*Required task:* Copy the data below verbatim, from the line with "Reviewer note. Confirm that each instance of the plant" to the line with "<point>250,312</point>", including both of those lines and nothing else.

--- START OF Given data ---

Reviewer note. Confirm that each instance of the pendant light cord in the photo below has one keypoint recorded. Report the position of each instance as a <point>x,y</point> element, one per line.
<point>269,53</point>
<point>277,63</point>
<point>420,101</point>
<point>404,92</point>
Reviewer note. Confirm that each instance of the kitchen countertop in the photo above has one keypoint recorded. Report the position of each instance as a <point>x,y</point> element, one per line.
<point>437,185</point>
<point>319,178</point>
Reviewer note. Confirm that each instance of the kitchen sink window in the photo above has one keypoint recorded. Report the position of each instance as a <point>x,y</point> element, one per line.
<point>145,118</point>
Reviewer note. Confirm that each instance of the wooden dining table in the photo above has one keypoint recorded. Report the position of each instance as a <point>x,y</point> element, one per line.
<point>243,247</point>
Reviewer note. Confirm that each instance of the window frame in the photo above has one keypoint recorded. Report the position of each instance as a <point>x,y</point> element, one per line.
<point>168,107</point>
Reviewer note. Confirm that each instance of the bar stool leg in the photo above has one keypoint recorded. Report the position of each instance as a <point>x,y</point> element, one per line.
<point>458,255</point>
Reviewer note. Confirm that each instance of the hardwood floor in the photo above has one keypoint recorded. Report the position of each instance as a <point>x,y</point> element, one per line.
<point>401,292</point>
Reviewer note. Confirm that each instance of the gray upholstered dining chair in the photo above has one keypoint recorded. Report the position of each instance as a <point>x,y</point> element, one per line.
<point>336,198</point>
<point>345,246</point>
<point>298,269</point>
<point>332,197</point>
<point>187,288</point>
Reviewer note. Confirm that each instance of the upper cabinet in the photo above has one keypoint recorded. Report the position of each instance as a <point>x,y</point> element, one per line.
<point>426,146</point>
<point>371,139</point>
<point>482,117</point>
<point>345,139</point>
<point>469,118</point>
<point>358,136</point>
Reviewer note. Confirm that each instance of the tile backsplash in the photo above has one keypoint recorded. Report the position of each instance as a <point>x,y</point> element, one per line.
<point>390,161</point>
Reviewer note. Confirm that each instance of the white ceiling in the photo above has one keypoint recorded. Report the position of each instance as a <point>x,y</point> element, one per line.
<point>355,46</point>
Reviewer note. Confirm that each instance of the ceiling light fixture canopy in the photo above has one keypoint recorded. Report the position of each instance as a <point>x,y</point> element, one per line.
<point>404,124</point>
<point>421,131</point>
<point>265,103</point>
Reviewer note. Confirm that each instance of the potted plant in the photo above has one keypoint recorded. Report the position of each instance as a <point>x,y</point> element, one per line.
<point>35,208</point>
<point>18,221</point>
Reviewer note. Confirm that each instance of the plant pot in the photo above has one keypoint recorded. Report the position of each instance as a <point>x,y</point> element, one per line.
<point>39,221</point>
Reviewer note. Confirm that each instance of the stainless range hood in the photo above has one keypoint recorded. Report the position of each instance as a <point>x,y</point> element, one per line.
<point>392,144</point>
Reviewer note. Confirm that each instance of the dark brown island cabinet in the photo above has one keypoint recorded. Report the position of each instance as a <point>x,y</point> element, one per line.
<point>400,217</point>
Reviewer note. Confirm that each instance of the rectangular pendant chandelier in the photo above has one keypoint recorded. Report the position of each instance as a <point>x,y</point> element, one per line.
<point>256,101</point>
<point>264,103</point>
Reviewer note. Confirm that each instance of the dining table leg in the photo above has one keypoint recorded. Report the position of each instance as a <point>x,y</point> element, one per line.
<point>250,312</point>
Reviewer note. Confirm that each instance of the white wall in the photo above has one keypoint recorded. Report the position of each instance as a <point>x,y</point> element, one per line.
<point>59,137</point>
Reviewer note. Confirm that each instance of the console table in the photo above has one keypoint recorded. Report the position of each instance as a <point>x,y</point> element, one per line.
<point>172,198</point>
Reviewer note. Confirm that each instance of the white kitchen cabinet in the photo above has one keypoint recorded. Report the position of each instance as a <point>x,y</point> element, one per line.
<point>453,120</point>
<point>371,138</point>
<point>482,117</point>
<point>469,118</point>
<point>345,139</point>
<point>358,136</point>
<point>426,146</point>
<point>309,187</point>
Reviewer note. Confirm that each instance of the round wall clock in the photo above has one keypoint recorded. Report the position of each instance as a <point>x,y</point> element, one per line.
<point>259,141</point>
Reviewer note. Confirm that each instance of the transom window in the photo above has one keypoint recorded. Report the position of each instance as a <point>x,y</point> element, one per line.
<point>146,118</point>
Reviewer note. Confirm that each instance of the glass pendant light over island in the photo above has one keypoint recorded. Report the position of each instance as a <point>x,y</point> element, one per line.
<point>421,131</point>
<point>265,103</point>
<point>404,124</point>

--- END OF Given data ---

*Answer for the task:*
Reviewer note. Confirm that each instance of the plant pot in the photo above has one keypoint recorded. Report the position of each instance as a <point>x,y</point> element, one per line.
<point>39,221</point>
Reviewer note. Confirm that each instance of the stainless range hood in the photo above has one keypoint recorded. Report the position of each instance as a <point>x,y</point> element, one per line.
<point>392,144</point>
Reviewer note. Confirm that each instance of the dark brown island cabinet in the photo above has one keypoint recorded. Report the position of each instance as a <point>x,y</point> element, one per line.
<point>400,217</point>
Reviewer note. Confirm that each instance of the rectangular pendant chandelier in the photo above has one keypoint recorded. Report the position of each instance as a <point>x,y</point> element, one per line.
<point>256,101</point>
<point>264,103</point>
Reviewer note. Confirm that each instance of the dining table leg in the photo above has one keypoint recorded. Report the position of each instance as a <point>x,y</point> element, one per line.
<point>250,312</point>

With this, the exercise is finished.